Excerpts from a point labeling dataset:
--*--

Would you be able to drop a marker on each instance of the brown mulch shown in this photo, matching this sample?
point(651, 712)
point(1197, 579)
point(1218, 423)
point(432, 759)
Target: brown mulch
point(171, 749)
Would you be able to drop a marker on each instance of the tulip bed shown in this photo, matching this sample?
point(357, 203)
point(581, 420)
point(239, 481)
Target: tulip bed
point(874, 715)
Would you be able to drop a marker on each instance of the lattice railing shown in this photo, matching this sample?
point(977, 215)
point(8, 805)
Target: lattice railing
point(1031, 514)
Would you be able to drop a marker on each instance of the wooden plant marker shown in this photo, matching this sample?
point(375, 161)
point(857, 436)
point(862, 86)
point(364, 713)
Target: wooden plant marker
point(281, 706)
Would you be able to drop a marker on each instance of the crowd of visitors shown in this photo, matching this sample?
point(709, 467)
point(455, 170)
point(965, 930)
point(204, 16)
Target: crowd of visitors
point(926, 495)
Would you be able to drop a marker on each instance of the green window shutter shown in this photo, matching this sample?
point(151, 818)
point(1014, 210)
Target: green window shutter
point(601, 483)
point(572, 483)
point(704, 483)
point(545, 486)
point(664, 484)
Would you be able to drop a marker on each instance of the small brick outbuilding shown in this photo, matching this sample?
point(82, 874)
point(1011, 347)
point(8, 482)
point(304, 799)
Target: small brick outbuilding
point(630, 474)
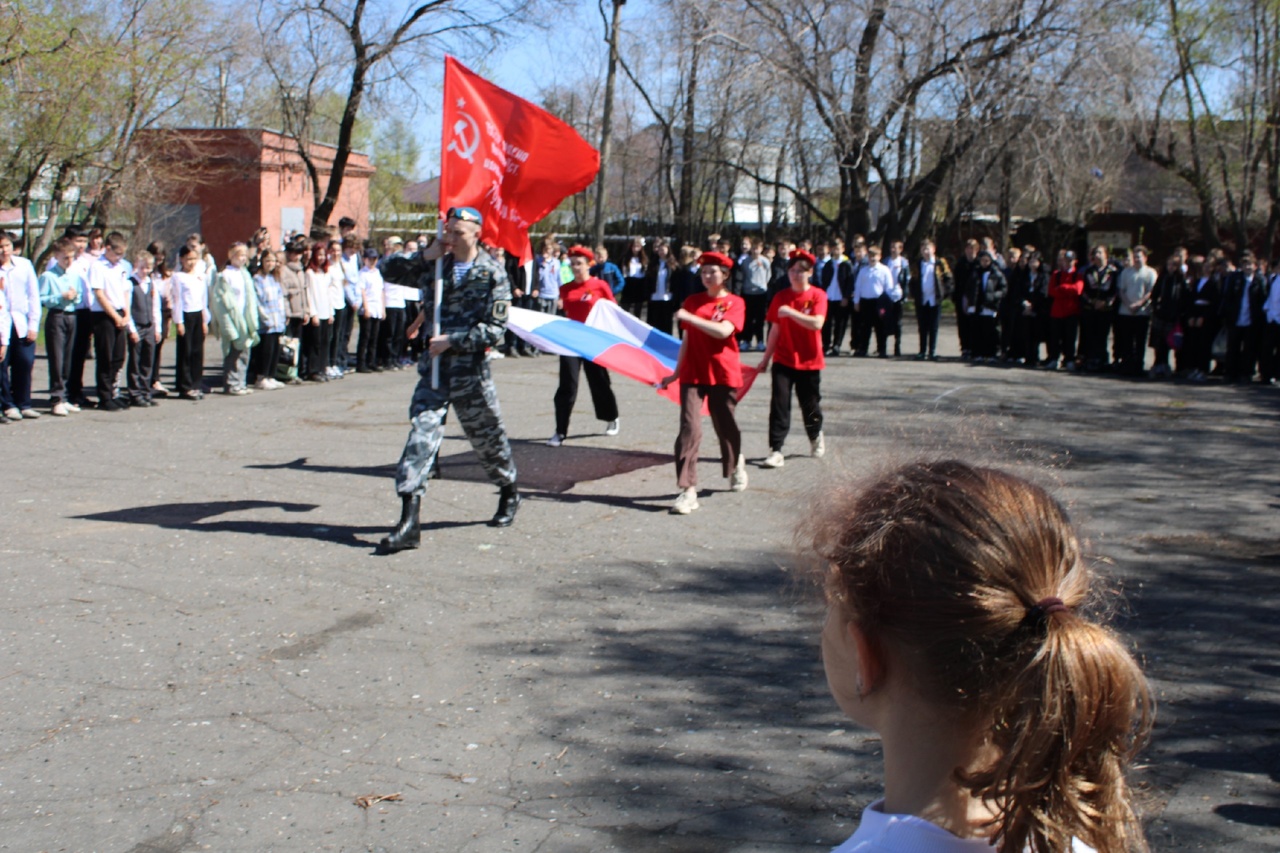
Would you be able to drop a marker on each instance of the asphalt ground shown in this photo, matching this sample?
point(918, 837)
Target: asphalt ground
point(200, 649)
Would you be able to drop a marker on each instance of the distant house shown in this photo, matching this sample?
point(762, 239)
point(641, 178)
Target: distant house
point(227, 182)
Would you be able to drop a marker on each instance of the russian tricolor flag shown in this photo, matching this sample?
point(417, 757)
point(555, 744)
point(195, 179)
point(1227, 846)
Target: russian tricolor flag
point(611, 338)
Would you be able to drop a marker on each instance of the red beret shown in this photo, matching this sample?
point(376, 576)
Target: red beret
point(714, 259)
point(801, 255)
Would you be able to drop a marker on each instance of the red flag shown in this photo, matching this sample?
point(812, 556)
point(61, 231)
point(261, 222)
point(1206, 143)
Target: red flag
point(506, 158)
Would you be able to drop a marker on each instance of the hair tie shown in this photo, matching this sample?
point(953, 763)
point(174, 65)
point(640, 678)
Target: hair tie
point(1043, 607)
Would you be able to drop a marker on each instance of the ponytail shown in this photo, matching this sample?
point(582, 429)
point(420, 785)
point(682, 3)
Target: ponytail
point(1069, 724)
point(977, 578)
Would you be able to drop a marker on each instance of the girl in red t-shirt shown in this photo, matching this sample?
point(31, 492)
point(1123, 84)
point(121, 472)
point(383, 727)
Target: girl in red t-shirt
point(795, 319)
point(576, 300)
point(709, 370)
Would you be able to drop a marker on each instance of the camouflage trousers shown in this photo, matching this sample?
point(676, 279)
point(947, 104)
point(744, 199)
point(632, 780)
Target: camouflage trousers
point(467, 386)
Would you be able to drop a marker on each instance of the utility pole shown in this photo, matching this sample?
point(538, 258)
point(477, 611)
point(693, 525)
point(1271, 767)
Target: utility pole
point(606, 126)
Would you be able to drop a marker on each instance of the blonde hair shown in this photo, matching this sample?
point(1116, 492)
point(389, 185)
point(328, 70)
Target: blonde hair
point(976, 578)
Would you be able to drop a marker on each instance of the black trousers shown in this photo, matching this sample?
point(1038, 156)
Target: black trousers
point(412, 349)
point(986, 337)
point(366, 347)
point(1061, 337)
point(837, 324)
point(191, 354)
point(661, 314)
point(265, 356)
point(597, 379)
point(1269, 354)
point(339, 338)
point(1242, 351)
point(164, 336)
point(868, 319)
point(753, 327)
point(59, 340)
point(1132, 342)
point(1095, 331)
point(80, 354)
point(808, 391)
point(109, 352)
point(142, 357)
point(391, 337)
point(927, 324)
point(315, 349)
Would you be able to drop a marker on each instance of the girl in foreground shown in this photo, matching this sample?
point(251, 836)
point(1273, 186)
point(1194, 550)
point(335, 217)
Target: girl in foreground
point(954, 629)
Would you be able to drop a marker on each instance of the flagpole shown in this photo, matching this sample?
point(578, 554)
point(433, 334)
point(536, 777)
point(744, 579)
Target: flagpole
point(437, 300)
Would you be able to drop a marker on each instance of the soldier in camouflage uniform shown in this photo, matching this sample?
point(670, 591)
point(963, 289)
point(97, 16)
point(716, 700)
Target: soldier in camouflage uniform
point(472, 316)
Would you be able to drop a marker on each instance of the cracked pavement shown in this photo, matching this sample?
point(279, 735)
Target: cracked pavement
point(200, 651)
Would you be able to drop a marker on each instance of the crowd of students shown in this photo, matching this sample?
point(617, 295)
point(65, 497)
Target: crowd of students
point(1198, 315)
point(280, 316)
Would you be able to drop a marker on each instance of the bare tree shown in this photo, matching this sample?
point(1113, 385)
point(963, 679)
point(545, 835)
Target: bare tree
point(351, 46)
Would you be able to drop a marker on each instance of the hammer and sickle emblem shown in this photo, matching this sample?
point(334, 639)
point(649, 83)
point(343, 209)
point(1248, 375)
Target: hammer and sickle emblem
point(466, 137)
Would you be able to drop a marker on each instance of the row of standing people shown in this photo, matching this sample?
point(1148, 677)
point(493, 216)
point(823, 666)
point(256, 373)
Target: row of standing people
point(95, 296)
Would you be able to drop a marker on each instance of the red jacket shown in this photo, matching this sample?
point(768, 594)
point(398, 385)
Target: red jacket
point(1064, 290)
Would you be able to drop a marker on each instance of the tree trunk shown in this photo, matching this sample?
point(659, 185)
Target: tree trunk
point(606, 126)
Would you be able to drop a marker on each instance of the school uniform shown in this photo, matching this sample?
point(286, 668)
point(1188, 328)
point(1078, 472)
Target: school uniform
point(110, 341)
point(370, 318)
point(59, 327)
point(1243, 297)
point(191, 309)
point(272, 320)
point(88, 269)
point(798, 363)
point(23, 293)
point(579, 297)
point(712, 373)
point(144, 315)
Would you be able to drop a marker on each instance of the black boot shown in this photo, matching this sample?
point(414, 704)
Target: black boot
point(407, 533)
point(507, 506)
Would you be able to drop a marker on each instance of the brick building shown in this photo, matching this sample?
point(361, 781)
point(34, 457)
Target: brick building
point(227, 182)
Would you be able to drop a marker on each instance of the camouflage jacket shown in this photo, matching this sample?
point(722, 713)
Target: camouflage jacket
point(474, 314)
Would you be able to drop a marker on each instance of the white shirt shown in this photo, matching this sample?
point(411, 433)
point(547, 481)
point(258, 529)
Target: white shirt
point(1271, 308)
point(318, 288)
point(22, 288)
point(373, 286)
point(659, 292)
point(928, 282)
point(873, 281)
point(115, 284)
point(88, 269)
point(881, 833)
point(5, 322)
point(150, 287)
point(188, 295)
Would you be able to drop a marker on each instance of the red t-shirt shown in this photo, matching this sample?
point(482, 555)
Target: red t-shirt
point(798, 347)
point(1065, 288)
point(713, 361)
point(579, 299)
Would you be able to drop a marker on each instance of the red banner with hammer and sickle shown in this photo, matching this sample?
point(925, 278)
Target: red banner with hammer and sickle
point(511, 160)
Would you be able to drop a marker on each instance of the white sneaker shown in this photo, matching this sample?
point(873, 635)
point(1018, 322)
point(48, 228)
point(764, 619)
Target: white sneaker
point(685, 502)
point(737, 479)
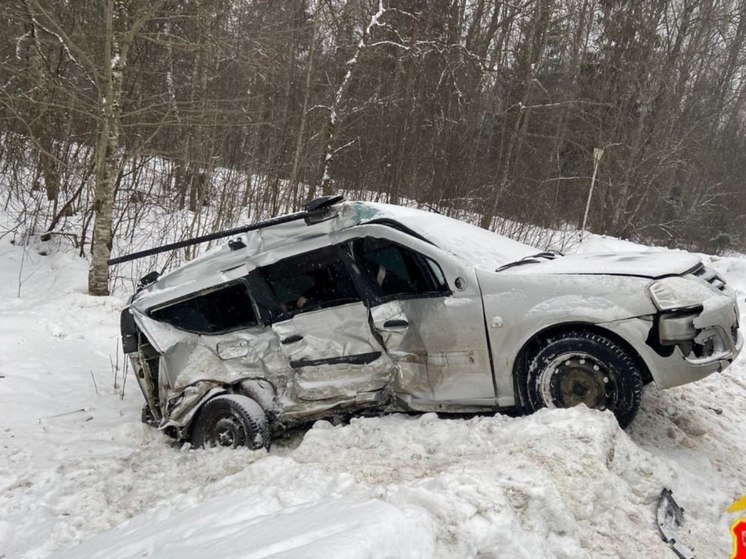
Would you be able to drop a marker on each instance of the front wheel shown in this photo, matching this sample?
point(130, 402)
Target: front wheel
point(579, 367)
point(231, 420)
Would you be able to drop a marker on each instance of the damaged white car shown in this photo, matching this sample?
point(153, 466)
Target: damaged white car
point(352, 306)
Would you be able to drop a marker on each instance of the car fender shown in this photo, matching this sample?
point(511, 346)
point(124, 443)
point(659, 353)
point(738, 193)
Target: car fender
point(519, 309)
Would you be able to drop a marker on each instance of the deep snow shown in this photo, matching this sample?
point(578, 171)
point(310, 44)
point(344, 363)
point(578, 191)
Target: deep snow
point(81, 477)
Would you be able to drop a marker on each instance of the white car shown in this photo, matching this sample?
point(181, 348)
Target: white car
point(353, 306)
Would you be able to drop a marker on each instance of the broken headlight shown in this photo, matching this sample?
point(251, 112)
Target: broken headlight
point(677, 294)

--*--

TASK DESCRIPTION: Copy out the lines above, beginning with the line that contains "the red t-shirt" and ending with the line that contains "point(231, 420)", and include both of those lines. Omit any pictures from your copy.

ANSWER TO THE TASK:
Would you be able to drop a marker on each instance of the red t-shirt shown in this photo, matching this sample?
point(482, 555)
Target: red t-shirt
point(798, 347)
point(1065, 288)
point(713, 361)
point(579, 299)
Would you be able to drop a marker on each instance of the red banner with hammer and sickle shown in this photo, matching this sample?
point(925, 278)
Target: red banner with hammer and sickle
point(511, 160)
Would you be able to drop a marker on each instance of the white sneaker shown in this photo, matching this sample?
point(873, 635)
point(1018, 322)
point(48, 228)
point(764, 619)
Target: white sneaker
point(685, 502)
point(737, 479)
Would you be able to drop a marker on each instance of the front wheel shown in this photo, matching this sample?
point(130, 402)
Target: front wheel
point(579, 367)
point(231, 420)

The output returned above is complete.